Task data:
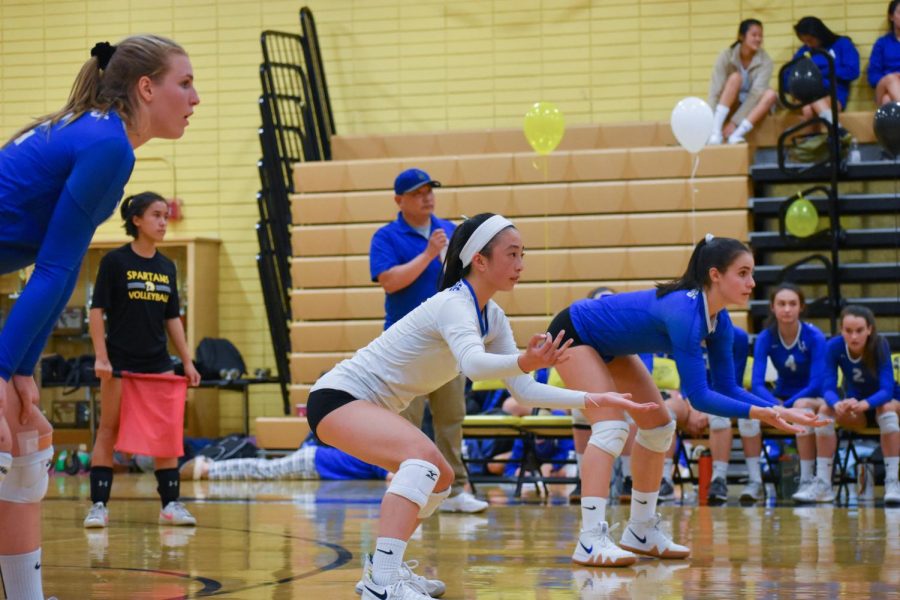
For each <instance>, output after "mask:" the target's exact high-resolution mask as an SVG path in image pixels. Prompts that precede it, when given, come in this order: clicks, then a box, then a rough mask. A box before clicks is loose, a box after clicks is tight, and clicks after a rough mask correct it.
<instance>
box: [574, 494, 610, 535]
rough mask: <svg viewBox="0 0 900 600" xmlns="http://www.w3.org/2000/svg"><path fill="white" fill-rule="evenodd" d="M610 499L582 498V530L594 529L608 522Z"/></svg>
mask: <svg viewBox="0 0 900 600" xmlns="http://www.w3.org/2000/svg"><path fill="white" fill-rule="evenodd" d="M608 501H609V499H608V498H601V497H600V496H587V497H585V496H582V498H581V530H582V531H588V530H590V529H594V528H595V527H597V526H598V525H600V523H602V522H603V521H605V520H606V503H607V502H608Z"/></svg>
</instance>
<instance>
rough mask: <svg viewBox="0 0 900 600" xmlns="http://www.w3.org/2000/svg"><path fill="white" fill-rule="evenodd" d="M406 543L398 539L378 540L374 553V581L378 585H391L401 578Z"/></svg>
mask: <svg viewBox="0 0 900 600" xmlns="http://www.w3.org/2000/svg"><path fill="white" fill-rule="evenodd" d="M404 552H406V542H404V541H403V540H398V539H396V538H378V539H377V540H376V541H375V552H374V553H372V581H374V582H375V583H377V584H378V585H391V584H392V583H394V582H395V581H397V578H398V577H399V576H400V565H401V564H403V553H404Z"/></svg>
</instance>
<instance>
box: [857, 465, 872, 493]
mask: <svg viewBox="0 0 900 600" xmlns="http://www.w3.org/2000/svg"><path fill="white" fill-rule="evenodd" d="M856 473H857V479H856V498H857V500H874V499H875V465H873V464H872V463H871V462H870V461H868V460H863V461H862V462H860V463H858V464H857V465H856Z"/></svg>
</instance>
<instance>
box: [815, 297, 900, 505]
mask: <svg viewBox="0 0 900 600" xmlns="http://www.w3.org/2000/svg"><path fill="white" fill-rule="evenodd" d="M840 327H841V335H839V336H835V337H833V338H831V339H830V340H828V343H827V344H826V350H825V376H824V380H823V386H822V389H823V391H824V394H825V402H826V404H827V405H826V406H823V407H820V409H819V414H820V415H823V416H827V417H834V418H835V420H836V421H837V424H838V425H840V426H841V427H845V428H847V429H862V428H864V427H874V426H875V425H876V424H877V425H878V428H879V429H880V430H881V451H882V453H883V454H884V467H885V483H884V502H885V504H897V503H900V481H898V473H897V469H898V464H900V424H898V417H897V415H898V410H900V401H898V400H897V399H896V382H895V381H894V370H893V368H892V366H891V353H890V348H889V347H888V343H887V340H885V339H884V338H883V337H881V336H880V335H878V329H877V327H876V325H875V316H874V315H873V314H872V311H871V310H869V309H868V308H866V307H864V306H856V305H850V306H847V307H846V308H844V310H842V311H841V317H840ZM838 369H840V370H841V373H842V374H843V376H844V384H843V399H841V397H840V396H839V395H838V384H837V372H838ZM828 472H829V473H830V472H831V464H830V461H829V464H828ZM828 487H829V489H830V488H831V482H830V481H829V482H828Z"/></svg>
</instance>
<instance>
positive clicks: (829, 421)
mask: <svg viewBox="0 0 900 600" xmlns="http://www.w3.org/2000/svg"><path fill="white" fill-rule="evenodd" d="M805 308H806V297H805V296H804V295H803V291H802V290H801V289H800V288H799V287H797V286H796V285H794V284H792V283H782V284H779V285H778V286H776V287H775V289H774V290H773V291H772V293H771V294H770V296H769V311H770V313H771V318H770V322H769V324H768V326H767V327H766V328H765V329H763V330H762V331H761V332H760V333H759V335H758V336H756V345H755V346H754V348H753V375H752V388H751V390H752V391H753V393H754V394H756V395H757V396H759V397H760V398H766V399H767V400H770V401H772V402H778V403H780V404H782V405H783V406H786V407H788V408H790V407H795V408H798V409H803V410H806V411H808V412H816V410H817V409H818V407H819V406H821V405H822V404H823V401H822V398H821V396H822V375H823V374H824V371H825V335H824V334H823V333H822V332H821V331H819V329H818V328H817V327H816V326H815V325H812V324H811V323H806V322H804V321H802V320H801V319H800V317H801V315H802V314H803V310H804V309H805ZM769 361H771V363H772V365H773V366H774V367H775V371H776V372H777V373H778V379H776V380H775V388H774V389H773V390H769V387H768V386H767V385H766V380H765V379H766V367H767V364H768V362H769ZM744 427H746V425H744ZM742 431H743V429H742ZM752 433H754V435H753V436H752V437H751V436H746V435H745V436H743V437H744V448H745V449H746V448H747V447H748V445H752V447H753V449H755V450H756V455H757V456H759V450H760V448H761V447H762V436H761V435H760V433H759V423H758V422H757V423H755V424H753V432H752ZM748 438H749V439H748ZM834 441H835V440H834V423H833V422H831V421H829V422H828V423H827V424H826V425H822V426H821V427H817V428H815V429H813V428H811V427H808V428H806V430H805V431H804V432H803V433H798V434H797V450H798V452H799V454H800V489H799V490H798V491H797V493H795V494H794V500H797V501H799V502H814V501H827V500H832V499H834V495H833V494H831V460H832V458H833V457H834V448H835V446H834ZM817 445H818V446H819V456H820V458H819V459H818V460H817V459H816V446H817ZM817 462H818V463H819V469H818V471H819V474H820V476H821V479H822V480H823V481H824V482H826V483H827V492H828V494H827V495H823V493H820V491H819V490H824V489H826V488H825V487H823V486H822V485H821V484H817V482H816V480H815V477H814V468H815V466H816V463H817ZM748 468H749V466H748ZM757 468H758V467H757Z"/></svg>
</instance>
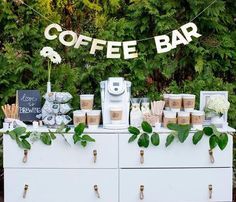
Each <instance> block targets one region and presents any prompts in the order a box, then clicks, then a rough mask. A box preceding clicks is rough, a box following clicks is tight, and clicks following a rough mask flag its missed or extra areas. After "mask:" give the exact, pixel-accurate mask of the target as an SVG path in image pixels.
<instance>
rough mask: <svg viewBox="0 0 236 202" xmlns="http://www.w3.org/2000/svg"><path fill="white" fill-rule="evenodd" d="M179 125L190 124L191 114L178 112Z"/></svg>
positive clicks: (178, 121)
mask: <svg viewBox="0 0 236 202" xmlns="http://www.w3.org/2000/svg"><path fill="white" fill-rule="evenodd" d="M178 124H180V125H187V124H190V112H178Z"/></svg>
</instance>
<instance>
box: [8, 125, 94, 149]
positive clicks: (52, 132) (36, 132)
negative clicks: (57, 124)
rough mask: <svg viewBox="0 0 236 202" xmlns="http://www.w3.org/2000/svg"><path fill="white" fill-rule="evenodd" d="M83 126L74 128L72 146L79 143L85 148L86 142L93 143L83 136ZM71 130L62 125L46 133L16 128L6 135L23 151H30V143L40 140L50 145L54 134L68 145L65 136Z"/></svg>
mask: <svg viewBox="0 0 236 202" xmlns="http://www.w3.org/2000/svg"><path fill="white" fill-rule="evenodd" d="M84 129H85V125H84V124H83V123H80V124H79V125H78V126H76V127H75V128H74V134H73V140H74V144H77V143H80V144H81V145H82V146H83V147H86V146H87V144H88V142H95V139H93V138H92V137H90V136H89V135H87V134H83V133H84ZM70 130H71V128H69V127H68V126H65V125H62V126H61V127H59V128H58V129H57V130H56V131H55V132H52V131H51V130H49V131H48V132H35V131H33V132H27V131H26V128H25V127H17V128H15V129H13V130H11V131H7V132H6V134H8V135H10V137H11V139H12V140H15V141H16V143H17V145H18V146H19V147H20V148H22V149H25V150H30V149H31V143H33V142H35V141H38V140H40V141H41V142H42V143H43V144H45V145H51V144H52V142H53V141H54V140H55V139H56V135H55V134H60V135H61V136H62V137H63V138H64V140H65V142H66V143H67V144H69V145H70V143H69V142H68V141H67V139H66V137H65V134H66V133H68V132H69V131H70Z"/></svg>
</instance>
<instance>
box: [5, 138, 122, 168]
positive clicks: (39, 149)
mask: <svg viewBox="0 0 236 202" xmlns="http://www.w3.org/2000/svg"><path fill="white" fill-rule="evenodd" d="M65 136H66V139H67V140H68V142H69V143H70V145H68V144H67V143H66V142H65V140H64V139H63V137H62V136H60V135H57V139H56V140H55V141H53V144H52V145H50V146H47V145H44V144H43V143H42V142H40V141H37V142H35V143H34V144H33V145H32V148H31V150H29V151H28V154H27V162H26V163H23V158H24V156H25V155H24V151H23V150H22V149H21V148H19V147H18V146H17V145H16V143H15V141H13V140H12V139H11V138H10V137H9V136H8V135H5V136H4V143H3V144H4V167H5V168H118V135H115V134H106V135H103V134H94V135H93V134H91V137H93V138H95V139H96V142H95V143H88V145H87V146H86V147H85V148H83V147H82V146H81V145H79V144H76V145H74V143H73V139H72V135H69V134H68V135H65Z"/></svg>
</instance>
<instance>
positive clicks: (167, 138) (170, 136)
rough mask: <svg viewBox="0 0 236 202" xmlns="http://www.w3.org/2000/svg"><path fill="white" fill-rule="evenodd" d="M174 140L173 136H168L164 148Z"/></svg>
mask: <svg viewBox="0 0 236 202" xmlns="http://www.w3.org/2000/svg"><path fill="white" fill-rule="evenodd" d="M174 139H175V136H174V135H173V134H169V135H168V136H167V138H166V147H168V146H169V145H170V144H171V143H172V142H173V141H174Z"/></svg>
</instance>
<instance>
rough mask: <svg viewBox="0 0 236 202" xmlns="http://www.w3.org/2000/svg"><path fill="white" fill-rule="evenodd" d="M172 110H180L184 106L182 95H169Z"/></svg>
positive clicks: (170, 106)
mask: <svg viewBox="0 0 236 202" xmlns="http://www.w3.org/2000/svg"><path fill="white" fill-rule="evenodd" d="M169 105H170V110H171V111H173V112H179V111H180V109H181V107H182V95H179V94H172V95H170V97H169Z"/></svg>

What the task requires:
Nothing but the lines from the beginning of the material through the line with "box: [574, 494, 610, 535]" should appear, printed exactly, with no pictures among them.

Solution to this task:
For each <instance>, output after "mask:" the target's exact high-resolution mask as an SVG path in image pixels. Prompts that precede it, when given, come in this order: clicks, then a box, then a rough mask. A box before clicks is loose, a box after clicks is tight, and clicks after a rough mask correct it.
<instance>
box: [574, 494, 610, 535]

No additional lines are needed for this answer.